##### LISTED ENTRIES #####

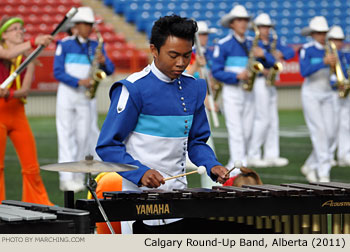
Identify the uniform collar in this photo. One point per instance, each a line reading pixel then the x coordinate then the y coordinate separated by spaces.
pixel 81 39
pixel 159 74
pixel 239 39
pixel 318 45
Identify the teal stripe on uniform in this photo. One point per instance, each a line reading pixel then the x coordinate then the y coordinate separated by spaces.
pixel 77 58
pixel 316 60
pixel 164 126
pixel 240 61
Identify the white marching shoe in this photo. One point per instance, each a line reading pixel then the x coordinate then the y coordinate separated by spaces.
pixel 325 179
pixel 257 163
pixel 277 162
pixel 344 162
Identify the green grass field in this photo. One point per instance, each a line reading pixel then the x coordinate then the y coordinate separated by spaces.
pixel 294 141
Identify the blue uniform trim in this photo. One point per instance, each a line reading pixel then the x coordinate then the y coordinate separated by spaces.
pixel 164 126
pixel 77 58
pixel 240 61
pixel 315 60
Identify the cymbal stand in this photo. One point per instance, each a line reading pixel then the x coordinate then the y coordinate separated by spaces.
pixel 91 185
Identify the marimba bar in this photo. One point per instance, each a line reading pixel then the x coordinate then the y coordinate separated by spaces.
pixel 17 217
pixel 287 208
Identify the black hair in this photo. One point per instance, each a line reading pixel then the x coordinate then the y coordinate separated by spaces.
pixel 172 26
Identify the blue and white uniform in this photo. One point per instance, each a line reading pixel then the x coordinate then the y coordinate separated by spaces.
pixel 266 123
pixel 342 117
pixel 75 113
pixel 151 123
pixel 317 99
pixel 230 58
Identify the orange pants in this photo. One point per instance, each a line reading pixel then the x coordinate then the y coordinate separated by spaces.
pixel 14 123
pixel 107 182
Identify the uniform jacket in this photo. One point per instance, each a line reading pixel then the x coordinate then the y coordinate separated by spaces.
pixel 71 62
pixel 231 58
pixel 153 121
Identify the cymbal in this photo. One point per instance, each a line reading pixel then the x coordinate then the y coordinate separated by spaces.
pixel 88 166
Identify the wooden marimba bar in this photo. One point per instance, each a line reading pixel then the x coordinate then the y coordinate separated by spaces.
pixel 287 208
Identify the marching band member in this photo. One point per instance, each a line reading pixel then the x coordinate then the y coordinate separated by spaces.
pixel 158 114
pixel 194 68
pixel 266 124
pixel 230 67
pixel 75 112
pixel 317 99
pixel 13 120
pixel 341 105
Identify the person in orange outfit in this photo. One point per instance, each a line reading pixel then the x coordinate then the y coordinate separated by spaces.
pixel 13 121
pixel 107 182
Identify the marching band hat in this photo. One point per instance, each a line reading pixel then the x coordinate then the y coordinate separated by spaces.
pixel 317 24
pixel 84 15
pixel 204 29
pixel 336 32
pixel 263 20
pixel 237 12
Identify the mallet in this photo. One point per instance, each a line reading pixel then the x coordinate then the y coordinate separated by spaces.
pixel 36 52
pixel 237 164
pixel 200 170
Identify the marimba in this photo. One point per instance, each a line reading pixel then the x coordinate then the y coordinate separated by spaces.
pixel 287 208
pixel 17 217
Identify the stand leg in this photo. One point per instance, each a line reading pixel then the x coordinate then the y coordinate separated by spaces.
pixel 91 185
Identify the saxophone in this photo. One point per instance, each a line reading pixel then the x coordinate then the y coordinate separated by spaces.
pixel 277 67
pixel 254 67
pixel 96 74
pixel 342 83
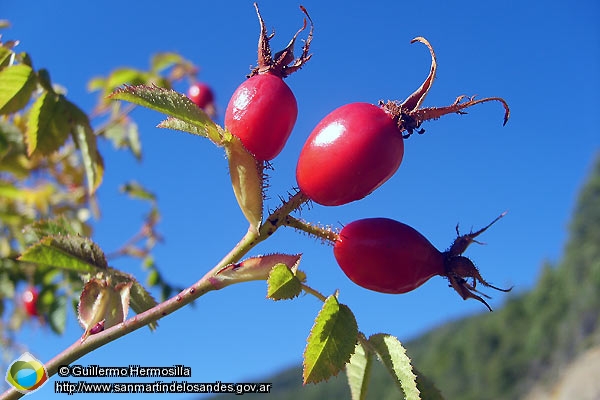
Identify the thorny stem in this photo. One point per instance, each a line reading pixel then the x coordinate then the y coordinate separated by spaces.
pixel 186 296
pixel 326 234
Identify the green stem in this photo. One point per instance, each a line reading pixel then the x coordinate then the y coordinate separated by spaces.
pixel 325 233
pixel 203 286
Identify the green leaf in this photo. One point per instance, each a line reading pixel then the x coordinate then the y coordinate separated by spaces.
pixel 331 342
pixel 48 124
pixel 5 55
pixel 56 226
pixel 247 180
pixel 179 125
pixel 87 142
pixel 137 191
pixel 17 83
pixel 74 253
pixel 254 269
pixel 393 355
pixel 427 388
pixel 121 76
pixel 282 283
pixel 171 103
pixel 358 371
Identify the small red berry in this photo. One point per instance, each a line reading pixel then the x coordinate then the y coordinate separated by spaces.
pixel 201 94
pixel 29 299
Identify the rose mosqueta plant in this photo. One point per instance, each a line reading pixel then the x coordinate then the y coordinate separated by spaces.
pixel 376 253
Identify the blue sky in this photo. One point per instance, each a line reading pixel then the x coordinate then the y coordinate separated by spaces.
pixel 542 57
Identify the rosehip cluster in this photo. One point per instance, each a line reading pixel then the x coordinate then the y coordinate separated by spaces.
pixel 350 153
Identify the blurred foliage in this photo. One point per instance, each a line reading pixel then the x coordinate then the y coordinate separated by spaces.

#####

> [WORK ITEM]
Extract the full listing above verbatim; pictures are to be left out of the copy.

> [RESULT OF THE TASK]
Identify the uniform collar in this photo. One point per instance, each a line reading pixel then the x coordinate then the y coordinate separated by spaces.
pixel 81 39
pixel 159 74
pixel 239 39
pixel 318 45
Identify the teal stripe on uniform in this photo. One point per instance, each a line reading pixel then the x coordinate then the y coordinate separated by spaces.
pixel 77 58
pixel 316 60
pixel 164 126
pixel 240 61
Identify the white marching shoe in this photo. One point per instance, each a line reading pixel then the x coordinate then the y coordinate separated by spaces.
pixel 325 179
pixel 257 163
pixel 277 162
pixel 344 162
Identify the green grass field in this photo. One point per instance, each a line reading pixel then the x coordinate then the y coordinate separated by spaces.
pixel 294 141
Identify the blue uniform trim in this photo. One point per instance, each a line reading pixel then the x coordinate then the y coordinate separated by spaces.
pixel 164 126
pixel 77 58
pixel 240 61
pixel 315 60
Identify the cymbal stand in this photo. One point per instance, each a line reading pixel then the x coordinate then the y coordinate separated by spaces.
pixel 91 185
Identify the marimba bar in this photo. One point per instance, each a line reading pixel then the x coordinate then the y coordinate separated by spaces.
pixel 17 217
pixel 287 208
Identify the black hair in this photo. One point per instance, each a line reading pixel then the x coordinate then the y coordinate separated by spaces.
pixel 172 26
Identify the blue and white uniform in this photo. One point per instance, each a line reading pixel then the x coordinate then the y coordinate separated by spaces.
pixel 266 123
pixel 342 117
pixel 75 113
pixel 151 123
pixel 317 99
pixel 230 58
Identify the orange pants in this photo. One point per instance, each a line reading pixel then the x coordinate then the y coordinate separated by spaces.
pixel 14 123
pixel 107 182
Identify the uniform jacket in this photo. One point per instance, each a line reading pixel then the x coordinate then the y coordinate separated by spaces.
pixel 71 62
pixel 231 58
pixel 153 121
Identify the cymbal in this photo. One point per instance, each a line reading pixel then the x coordinate then the y coordinate separated by spaces.
pixel 88 166
Identify the wooden marimba bar in this photo. One point per instance, each a line reading pixel then the x coordinate then the y coordinate separated by spaces.
pixel 287 208
Identify the marching band member in this photo. One point per instance, each a line reading pixel then the x coordinate then the y coordinate separated by spaces.
pixel 158 114
pixel 194 68
pixel 266 124
pixel 230 67
pixel 75 112
pixel 317 99
pixel 13 120
pixel 341 105
Identify the person in orange outfit in this photo. One point per instance, each a line reading pixel then the x coordinate then the y coordinate separated by spaces.
pixel 13 121
pixel 107 182
Identify the marching band hat in this photo. One point per instance, each a line reading pixel then the x coordinate then the y coordinate separated by spaces.
pixel 317 24
pixel 84 15
pixel 204 29
pixel 336 32
pixel 263 20
pixel 237 12
Identify the mallet in this photo. One point per instance, each a line reading pixel then the x coordinate then the y coordinate separated by spaces.
pixel 36 52
pixel 237 164
pixel 200 170
Identify the marimba in this photo. One point per instance, each a line reading pixel then the x coordinate then the y coordinate separated by spaces.
pixel 287 208
pixel 17 217
Identify the stand leg in this photo. One point per instance, each a line reading pixel then the x coordinate then the y coordinate separated by spaces.
pixel 91 185
Identify the saxophone in this photo. One point per instance, each a line reading pixel then the x coordinate then the y coordinate separated by spaces.
pixel 277 67
pixel 254 67
pixel 96 74
pixel 342 83
Identify the thorny stem in this photo. One point per instance, each a line reading pixel then the x coordinate then the y coordinate separated by spaces.
pixel 186 296
pixel 326 234
Identify the green stem in this photo. One point per instance, each a line reading pixel then the x coordinate then the y coordinate separated by spaces.
pixel 325 233
pixel 203 286
Identify the green leaf in this photo. One point per instance, each a line reading pixel then the x coordinate then the y coordinate separated by spaces.
pixel 331 342
pixel 48 124
pixel 5 55
pixel 56 226
pixel 247 180
pixel 179 125
pixel 87 142
pixel 137 191
pixel 17 83
pixel 74 253
pixel 254 269
pixel 393 355
pixel 427 388
pixel 121 76
pixel 282 283
pixel 171 103
pixel 358 371
Identify the small red berry in this photo. One point per instance, each a line reading pixel then the x coordinate then the y coordinate separated by spaces.
pixel 201 94
pixel 29 299
Identify the rose mosqueta plant in this photo. One point per instance, each a line reading pixel then the x coordinate then the y coordinate separated by spaces.
pixel 376 253
Identify the blue sky in this photo. One point per instance, each a line reading pixel then the x coordinate then the y coordinate separated by spaces.
pixel 542 57
Identify the rosehip cluster in this photo. One point per instance, each a line reading pixel then the x coordinate then the y coordinate separated by spaces.
pixel 350 153
Identify the blurred foliage in this photo. One point per instance, each a line reading pixel then the x coordinate then the y coordinate separated by spaces.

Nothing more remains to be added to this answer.